[Stored data entries]
*-*-*

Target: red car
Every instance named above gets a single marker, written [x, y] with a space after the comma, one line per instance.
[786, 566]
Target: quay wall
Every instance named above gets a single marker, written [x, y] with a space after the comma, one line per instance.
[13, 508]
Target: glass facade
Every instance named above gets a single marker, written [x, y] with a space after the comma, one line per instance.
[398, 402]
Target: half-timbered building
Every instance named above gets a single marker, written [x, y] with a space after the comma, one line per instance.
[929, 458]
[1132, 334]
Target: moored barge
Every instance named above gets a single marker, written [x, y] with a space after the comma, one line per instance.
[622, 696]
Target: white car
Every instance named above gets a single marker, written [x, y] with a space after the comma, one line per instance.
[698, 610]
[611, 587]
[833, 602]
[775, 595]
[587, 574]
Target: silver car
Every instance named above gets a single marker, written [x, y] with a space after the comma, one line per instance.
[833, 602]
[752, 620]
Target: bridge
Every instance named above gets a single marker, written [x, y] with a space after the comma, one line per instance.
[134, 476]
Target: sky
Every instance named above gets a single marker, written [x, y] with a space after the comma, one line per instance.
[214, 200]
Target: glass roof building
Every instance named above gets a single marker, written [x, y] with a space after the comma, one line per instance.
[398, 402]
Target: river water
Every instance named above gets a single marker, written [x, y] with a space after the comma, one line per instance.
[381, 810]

*-*-*

#### EXERCISE:
Write the records out once more, word for word.

#### FINISHED EXERCISE:
Target: red car
Every instance named above gets a single marker, written [x, y] with a space after the comma, one line per instance.
[786, 566]
Target: quay wall
Every instance named above gets a single marker, written [x, y] with a space after the comma, one line per instance.
[13, 508]
Target: glass facade
Every instance named above gets a single marker, written [x, y] with a space after the comma, one line per instance.
[398, 402]
Target: half-timbered building
Every instance named above gets a single marker, written [x, y] with a space after the comma, one line per instance.
[929, 458]
[1132, 334]
Target: moored barge
Every instance named above gets a single marker, written [x, y] with a space after the comma, one line per instance.
[622, 696]
Target: white car
Every instance named above gets a single marker, written [x, y] with a space after the comma, one line per instance.
[698, 610]
[611, 587]
[833, 602]
[775, 595]
[587, 574]
Target: silver car
Every instance named above gets a single marker, written [x, y] with a space after the comma, one line per instance.
[833, 602]
[752, 620]
Target: bridge
Every instance named above gets a single marker, written [x, y] with a space after the comma, one line per instance.
[134, 476]
Target: sky
Every instance named above gets a single marker, written [x, y] with a space after the comma, one line per instance.
[214, 200]
Target: glass roof building
Every instance named above gets a single marker, written [x, y] with a space after the comma, one line per instance.
[398, 402]
Target: river water
Every instance named above gets a single marker, written [x, y] with a space after the comma, one line per instance.
[381, 810]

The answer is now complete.